§ **Exercise instructions**
1. In the passage on grieving a father's death, how long ago did the father die?
2. Resume the passage on grieving a father's death after its final sentence.

§ **Given passage**
____________________
But let me tell you, when your father dies, all bets are off. Since dad passed about three weeks ago, there have been times even still when some spark of rememberance, a television show's offhand reference to fatherhood or death, a phrase that my father used (or overused)- anything like that is trigger enough to start me crying. Really crying; not sitting in silent remembrance as a tear falls in manly fashion down my cheek. I'm talking the trembly chin, the scrunched-up face, the whole bit. And that is most assuredly something I'm not used to.

The funny thing is, it's not like it helps. Women will from time to time extol the virtues of a good cry, as if it removed toxins or bad vapors or anything but salt and water. But there's nothing that feels particularly cathartic about me crying for the loss of my father. It's just one more suck in the overflowing cornucopia of giant suck that was my dad's death.
____________________
§ **Recorded data**

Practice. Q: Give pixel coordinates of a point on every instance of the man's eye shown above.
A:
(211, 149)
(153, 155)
____________________
§ **Answers to each task**
1. About three weeks ago.

2.
I don't know how long this sort of thing takes to die down, but part of me kind of expected it to have done so already. And a great big part of me wants it to. And not just the crying, but the hurt - the pain and the sorrow that comes from losing your dad that leads to the crying. That's really what I want to stop.

Whoop - here I go again.

Monday, May 19, 2008

A poignant moment

As I write this, Jon Lester has thrown a no-hitter for the Boston Red Sox and the crowd at Fenway has yet to disperse, and the only thing I could think of was, that Dad and I will have something meaty to discuss Wednesday.

Except of course that conversation isn't ever going to take place, not ever.

God, I miss my Dad.

Friday, May 16, 2008

Cyril Robert Jacobs, 1933-2008

This past May 5th, my father passed away.

Even though he'd been in delicate health for years, and on an intellectual level I'd come to understand that we wouldn't have him for a whole lot longer, when the end came it was nonetheless surprising, shocking, and incredibly painful.

The week he died was dizzying, exhausting, poignant, frustrating, neverending, and now, thankfully, over. To see my dad committed to the earth from whence my people believe he came - to be asked to take a shovelful of that earth and cover my dad's coffin with it - was almost too much to bear.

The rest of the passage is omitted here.